- [Parts of the exercise]:
a) Condense the paragraph of the Pius XII text that starts with "The real question is whether" into two sentences, keeping its main facts.
b) From the Pius XII text, copy the passage word for word, beginning at the words "The controversy over" and stopping after "wars: the Balkans.".

The controversy over the canonization of Pope Pius XII concerns whether
he spoke out enough against the slaughter of Jews during World War II.
But that question is a red herring when trying to grasp the big picture
of the Vatican's role during the war.
The real question is whether the Vatican supported the world order, or
at least aspects of it, that the Third Reich promised to bring, a world
order in which dead Jews were collateral damage - which Pius indeed
regretted. The answer can be found in a region of Europe that is
generally ignored despite being the nexus of world wars: the Balkans.
The Catholic Church was looking for a bulwark against expanding,
ruthless, church-destroying communism, but in doing so it supported a
Croatian movement called Ustasha, which rose to become the genocidal
regime of Nazi satellite Croatia.

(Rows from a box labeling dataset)
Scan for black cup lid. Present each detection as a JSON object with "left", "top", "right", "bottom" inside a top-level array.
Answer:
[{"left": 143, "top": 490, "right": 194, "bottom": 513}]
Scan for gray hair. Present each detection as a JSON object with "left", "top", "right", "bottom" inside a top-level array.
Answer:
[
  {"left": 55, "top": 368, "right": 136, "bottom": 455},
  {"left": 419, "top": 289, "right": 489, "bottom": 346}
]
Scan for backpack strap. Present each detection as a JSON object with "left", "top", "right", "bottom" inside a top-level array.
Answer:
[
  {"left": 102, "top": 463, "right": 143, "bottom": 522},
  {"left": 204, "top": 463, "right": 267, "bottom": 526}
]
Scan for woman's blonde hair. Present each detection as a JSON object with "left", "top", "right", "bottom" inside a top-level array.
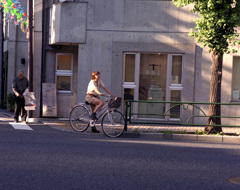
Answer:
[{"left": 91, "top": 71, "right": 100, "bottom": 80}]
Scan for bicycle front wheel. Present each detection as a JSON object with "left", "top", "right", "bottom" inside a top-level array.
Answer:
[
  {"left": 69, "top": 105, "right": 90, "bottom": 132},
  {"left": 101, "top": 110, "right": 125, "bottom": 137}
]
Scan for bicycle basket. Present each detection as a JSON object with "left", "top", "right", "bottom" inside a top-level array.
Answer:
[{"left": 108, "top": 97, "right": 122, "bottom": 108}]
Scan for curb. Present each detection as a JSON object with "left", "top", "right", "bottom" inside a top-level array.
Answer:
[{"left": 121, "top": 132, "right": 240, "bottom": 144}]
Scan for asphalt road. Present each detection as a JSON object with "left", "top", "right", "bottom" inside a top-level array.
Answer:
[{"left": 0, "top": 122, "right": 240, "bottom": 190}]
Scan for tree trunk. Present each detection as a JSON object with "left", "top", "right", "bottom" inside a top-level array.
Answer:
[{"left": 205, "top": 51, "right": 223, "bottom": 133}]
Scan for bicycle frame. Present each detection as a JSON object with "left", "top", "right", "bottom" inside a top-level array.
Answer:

- [Outputs in order]:
a) The real question is whether the Vatican supported the world order, or aspects of it, that the Third Reich promised, one in which dead Jews were collateral damage, which Pius regretted. The answer lies in the Balkans, a region of Europe that is generally ignored despite being the nexus of world wars.

b)
The controversy over the canonization of Pope Pius XII concerns whether
he spoke out enough against the slaughter of Jews during World War II.
But that question is a red herring when trying to grasp the big picture
of the Vatican's role during the war.
The real question is whether the Vatican supported the world order, or
at least aspects of it, that the Third Reich promised to bring, a world
order in which dead Jews were collateral damage - which Pius indeed
regretted. The answer can be found in a region of Europe that is
generally ignored despite being the nexus of world wars: the Balkans.